- **Text excerpt**
**********

Not everyone who has hearing loss developed it over time, however, and the risk of dementia doesn’t appear to be the same in people with lifelong deafness. For people born deaf who use sign language to communicate, there does not appear to be an increased risk of dementia compared to the general population, according to the UK-based charity Social Care Institute for Excellence.
But Hatfield adds there’s some concern over diagnosing dementia in patients who are deaf, due to the limits of tests as well as a lack of provider experience in working with people in the deaf community. But there still may be a “protective factor” of staying engaged with communication and avoiding social isolation when it comes to dementia risk.
“The tie to dementia and hearing loss appears to be related to having a history of hearing that changes and so the brain changes in response, rather than being related to the act of hearing itself,” Hatfield added.
Can hearing aids protect against dementia?
The available research says yes.
A study published last month in The Lancet found that people with hearing loss who also use hearing aids did not have an increased risk of dementia compared to people without hearing loss. Researchers in the study used data from the UK Biobank to look at the health records and dementia diagnoses of a large cohort of adults ages 40 to 69 from England, Scotland and Wales.
If “causality” is established through more research, authors in the study wrote, hearing aids will “present a minimally invasive, cost-effective intervention to mitigate all or at least some of the effect of hearing loss on dementia.”
A large systematic review from February also adds evidence that hearing aids for people that need them may help stave off risk of cognitive decline. The review looked at studies on the use of hearing aids in people with hearing loss, finding that the use of “hearing restorative devices” was associated with a 19% decrease in hazards of long-term cognitive decline.
How quickly can a hearing aid help?
The average time someone waits to get hearing loss treatment – which is a hearing aid, in many cases – is seven to nine years. But similar to other medical conditions, the earlier someone with hearing loss seeks treatment, the better their outcome will be, according to Bria Collins, associate director of audiology practices at ASHA.
“The longer someone who communicates through spoken language waits to seek treatment, the more difficult it may be to adjust to hearing speech and environmental sounds again,” Collins said in an email. Think of hearing and language as a muscle we need to exercise, like a runner who ticks off several miles each week, she explains. If a runner took a years-long break from exercise, she “would not be at the level of athletic performance she was at when her muscles/endurance were accustomed to exercise.”

**********

- **Required actions**
A) Please list every organization, publication, or data source named in the excerpt on hearing loss and dementia.
B) According to the excerpt on hearing loss and dementia, how long does someone wait on average to get hearing loss treatment?
The records below are not needed for what follows.

- **Supplied entries**
**********

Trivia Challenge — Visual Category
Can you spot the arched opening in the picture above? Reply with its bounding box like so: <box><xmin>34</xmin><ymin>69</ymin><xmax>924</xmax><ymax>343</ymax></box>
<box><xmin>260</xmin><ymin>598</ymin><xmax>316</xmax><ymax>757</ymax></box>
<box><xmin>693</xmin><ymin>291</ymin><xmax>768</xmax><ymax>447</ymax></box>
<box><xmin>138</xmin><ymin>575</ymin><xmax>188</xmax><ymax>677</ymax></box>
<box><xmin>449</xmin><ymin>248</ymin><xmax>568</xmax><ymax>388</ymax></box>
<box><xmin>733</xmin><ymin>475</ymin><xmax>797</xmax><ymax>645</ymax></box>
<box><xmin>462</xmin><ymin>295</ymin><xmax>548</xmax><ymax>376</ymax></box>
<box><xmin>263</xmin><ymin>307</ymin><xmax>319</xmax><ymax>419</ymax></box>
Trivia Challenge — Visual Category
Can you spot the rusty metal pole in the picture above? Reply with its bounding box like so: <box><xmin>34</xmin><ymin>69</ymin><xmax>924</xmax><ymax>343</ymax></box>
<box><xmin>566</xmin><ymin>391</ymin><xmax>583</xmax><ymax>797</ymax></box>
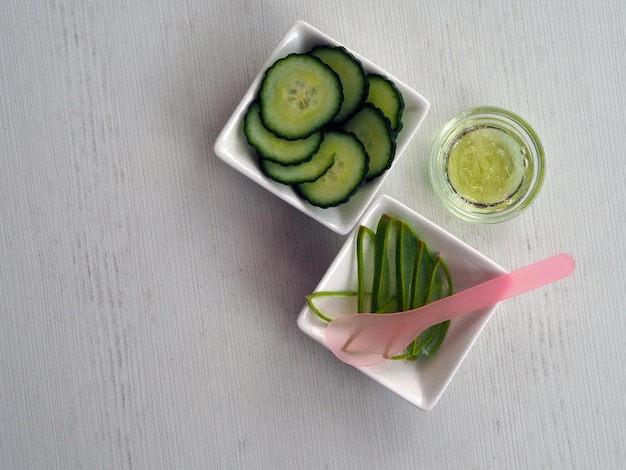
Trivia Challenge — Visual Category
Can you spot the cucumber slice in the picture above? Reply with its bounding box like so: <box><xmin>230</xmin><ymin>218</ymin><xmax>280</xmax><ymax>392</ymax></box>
<box><xmin>243</xmin><ymin>101</ymin><xmax>322</xmax><ymax>165</ymax></box>
<box><xmin>296</xmin><ymin>130</ymin><xmax>369</xmax><ymax>207</ymax></box>
<box><xmin>259</xmin><ymin>53</ymin><xmax>343</xmax><ymax>140</ymax></box>
<box><xmin>310</xmin><ymin>45</ymin><xmax>369</xmax><ymax>124</ymax></box>
<box><xmin>366</xmin><ymin>74</ymin><xmax>404</xmax><ymax>134</ymax></box>
<box><xmin>259</xmin><ymin>136</ymin><xmax>335</xmax><ymax>184</ymax></box>
<box><xmin>343</xmin><ymin>103</ymin><xmax>396</xmax><ymax>181</ymax></box>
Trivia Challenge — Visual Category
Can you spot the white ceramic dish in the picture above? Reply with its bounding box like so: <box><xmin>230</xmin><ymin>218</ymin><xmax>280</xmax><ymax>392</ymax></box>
<box><xmin>214</xmin><ymin>21</ymin><xmax>430</xmax><ymax>235</ymax></box>
<box><xmin>298</xmin><ymin>196</ymin><xmax>506</xmax><ymax>411</ymax></box>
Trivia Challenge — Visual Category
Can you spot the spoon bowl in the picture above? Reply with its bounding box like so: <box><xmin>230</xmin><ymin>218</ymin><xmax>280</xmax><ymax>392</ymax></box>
<box><xmin>326</xmin><ymin>253</ymin><xmax>575</xmax><ymax>367</ymax></box>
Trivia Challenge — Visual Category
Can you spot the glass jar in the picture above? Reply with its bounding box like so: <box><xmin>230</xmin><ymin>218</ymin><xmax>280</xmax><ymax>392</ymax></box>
<box><xmin>430</xmin><ymin>107</ymin><xmax>545</xmax><ymax>223</ymax></box>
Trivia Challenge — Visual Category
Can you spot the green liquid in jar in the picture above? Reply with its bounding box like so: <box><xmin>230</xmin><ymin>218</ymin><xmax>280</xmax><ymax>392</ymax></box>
<box><xmin>447</xmin><ymin>127</ymin><xmax>528</xmax><ymax>206</ymax></box>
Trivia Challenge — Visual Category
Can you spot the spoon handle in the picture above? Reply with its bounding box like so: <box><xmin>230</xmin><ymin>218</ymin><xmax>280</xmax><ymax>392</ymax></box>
<box><xmin>326</xmin><ymin>253</ymin><xmax>575</xmax><ymax>367</ymax></box>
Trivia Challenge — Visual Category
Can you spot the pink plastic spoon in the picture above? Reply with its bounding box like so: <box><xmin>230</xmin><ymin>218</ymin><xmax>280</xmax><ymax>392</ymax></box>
<box><xmin>326</xmin><ymin>253</ymin><xmax>575</xmax><ymax>367</ymax></box>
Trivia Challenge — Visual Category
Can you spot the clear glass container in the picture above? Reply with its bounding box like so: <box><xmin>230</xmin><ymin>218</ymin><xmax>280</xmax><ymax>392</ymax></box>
<box><xmin>430</xmin><ymin>107</ymin><xmax>545</xmax><ymax>223</ymax></box>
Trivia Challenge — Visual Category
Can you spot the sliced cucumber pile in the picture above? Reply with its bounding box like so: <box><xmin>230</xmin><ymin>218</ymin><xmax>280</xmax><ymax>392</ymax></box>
<box><xmin>243</xmin><ymin>45</ymin><xmax>404</xmax><ymax>208</ymax></box>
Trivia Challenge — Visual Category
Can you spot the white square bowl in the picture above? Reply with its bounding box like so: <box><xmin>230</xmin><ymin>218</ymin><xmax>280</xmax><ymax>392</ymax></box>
<box><xmin>298</xmin><ymin>196</ymin><xmax>506</xmax><ymax>411</ymax></box>
<box><xmin>214</xmin><ymin>21</ymin><xmax>430</xmax><ymax>235</ymax></box>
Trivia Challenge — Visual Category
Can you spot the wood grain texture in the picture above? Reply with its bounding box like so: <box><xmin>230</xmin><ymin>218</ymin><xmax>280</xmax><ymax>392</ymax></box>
<box><xmin>0</xmin><ymin>0</ymin><xmax>626</xmax><ymax>469</ymax></box>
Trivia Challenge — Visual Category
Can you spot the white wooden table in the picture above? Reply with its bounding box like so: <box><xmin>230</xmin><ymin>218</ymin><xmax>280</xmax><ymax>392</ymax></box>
<box><xmin>0</xmin><ymin>0</ymin><xmax>626</xmax><ymax>469</ymax></box>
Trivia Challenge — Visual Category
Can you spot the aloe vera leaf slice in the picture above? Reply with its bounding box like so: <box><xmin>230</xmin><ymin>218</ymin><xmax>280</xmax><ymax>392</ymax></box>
<box><xmin>372</xmin><ymin>214</ymin><xmax>395</xmax><ymax>312</ymax></box>
<box><xmin>306</xmin><ymin>291</ymin><xmax>358</xmax><ymax>322</ymax></box>
<box><xmin>396</xmin><ymin>219</ymin><xmax>419</xmax><ymax>311</ymax></box>
<box><xmin>356</xmin><ymin>225</ymin><xmax>376</xmax><ymax>313</ymax></box>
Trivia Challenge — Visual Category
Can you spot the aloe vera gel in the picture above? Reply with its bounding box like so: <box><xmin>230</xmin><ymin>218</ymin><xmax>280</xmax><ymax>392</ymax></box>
<box><xmin>447</xmin><ymin>127</ymin><xmax>528</xmax><ymax>206</ymax></box>
<box><xmin>430</xmin><ymin>107</ymin><xmax>545</xmax><ymax>223</ymax></box>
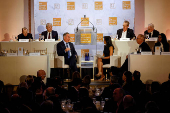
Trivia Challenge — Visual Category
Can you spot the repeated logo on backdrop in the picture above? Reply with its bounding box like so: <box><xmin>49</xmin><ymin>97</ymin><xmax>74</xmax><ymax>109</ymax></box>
<box><xmin>34</xmin><ymin>0</ymin><xmax>134</xmax><ymax>42</ymax></box>
<box><xmin>53</xmin><ymin>18</ymin><xmax>61</xmax><ymax>26</ymax></box>
<box><xmin>39</xmin><ymin>2</ymin><xmax>47</xmax><ymax>10</ymax></box>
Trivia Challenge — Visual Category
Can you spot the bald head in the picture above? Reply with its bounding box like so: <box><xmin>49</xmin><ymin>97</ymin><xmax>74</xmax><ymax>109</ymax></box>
<box><xmin>37</xmin><ymin>70</ymin><xmax>46</xmax><ymax>80</ymax></box>
<box><xmin>123</xmin><ymin>95</ymin><xmax>134</xmax><ymax>109</ymax></box>
<box><xmin>113</xmin><ymin>88</ymin><xmax>124</xmax><ymax>102</ymax></box>
<box><xmin>46</xmin><ymin>87</ymin><xmax>55</xmax><ymax>97</ymax></box>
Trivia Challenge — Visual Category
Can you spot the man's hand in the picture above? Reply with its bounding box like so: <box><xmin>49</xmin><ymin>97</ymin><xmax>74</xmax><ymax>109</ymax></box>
<box><xmin>65</xmin><ymin>48</ymin><xmax>70</xmax><ymax>52</ymax></box>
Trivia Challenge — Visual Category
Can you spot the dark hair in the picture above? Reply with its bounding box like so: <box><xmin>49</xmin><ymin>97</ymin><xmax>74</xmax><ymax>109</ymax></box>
<box><xmin>124</xmin><ymin>71</ymin><xmax>132</xmax><ymax>83</ymax></box>
<box><xmin>133</xmin><ymin>70</ymin><xmax>140</xmax><ymax>80</ymax></box>
<box><xmin>63</xmin><ymin>32</ymin><xmax>69</xmax><ymax>38</ymax></box>
<box><xmin>104</xmin><ymin>36</ymin><xmax>114</xmax><ymax>50</ymax></box>
<box><xmin>158</xmin><ymin>33</ymin><xmax>167</xmax><ymax>44</ymax></box>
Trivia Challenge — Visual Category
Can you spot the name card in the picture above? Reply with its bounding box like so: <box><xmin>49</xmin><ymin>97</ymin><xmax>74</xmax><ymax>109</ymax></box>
<box><xmin>7</xmin><ymin>53</ymin><xmax>17</xmax><ymax>56</ymax></box>
<box><xmin>161</xmin><ymin>52</ymin><xmax>170</xmax><ymax>55</ymax></box>
<box><xmin>120</xmin><ymin>38</ymin><xmax>130</xmax><ymax>41</ymax></box>
<box><xmin>141</xmin><ymin>52</ymin><xmax>152</xmax><ymax>55</ymax></box>
<box><xmin>45</xmin><ymin>39</ymin><xmax>55</xmax><ymax>42</ymax></box>
<box><xmin>18</xmin><ymin>47</ymin><xmax>23</xmax><ymax>56</ymax></box>
<box><xmin>19</xmin><ymin>39</ymin><xmax>29</xmax><ymax>42</ymax></box>
<box><xmin>29</xmin><ymin>53</ymin><xmax>40</xmax><ymax>56</ymax></box>
<box><xmin>149</xmin><ymin>37</ymin><xmax>158</xmax><ymax>41</ymax></box>
<box><xmin>155</xmin><ymin>46</ymin><xmax>161</xmax><ymax>55</ymax></box>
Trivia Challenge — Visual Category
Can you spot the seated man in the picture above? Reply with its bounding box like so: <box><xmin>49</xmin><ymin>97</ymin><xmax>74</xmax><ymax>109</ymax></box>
<box><xmin>117</xmin><ymin>21</ymin><xmax>135</xmax><ymax>39</ymax></box>
<box><xmin>41</xmin><ymin>23</ymin><xmax>58</xmax><ymax>40</ymax></box>
<box><xmin>111</xmin><ymin>34</ymin><xmax>151</xmax><ymax>75</ymax></box>
<box><xmin>18</xmin><ymin>27</ymin><xmax>33</xmax><ymax>40</ymax></box>
<box><xmin>144</xmin><ymin>23</ymin><xmax>159</xmax><ymax>38</ymax></box>
<box><xmin>57</xmin><ymin>32</ymin><xmax>77</xmax><ymax>71</ymax></box>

**********

- **Results of the exercise**
A)
Social Care Institute for Excellence
The Lancet
UK Biobank
ASHA

B) Seven to nine years.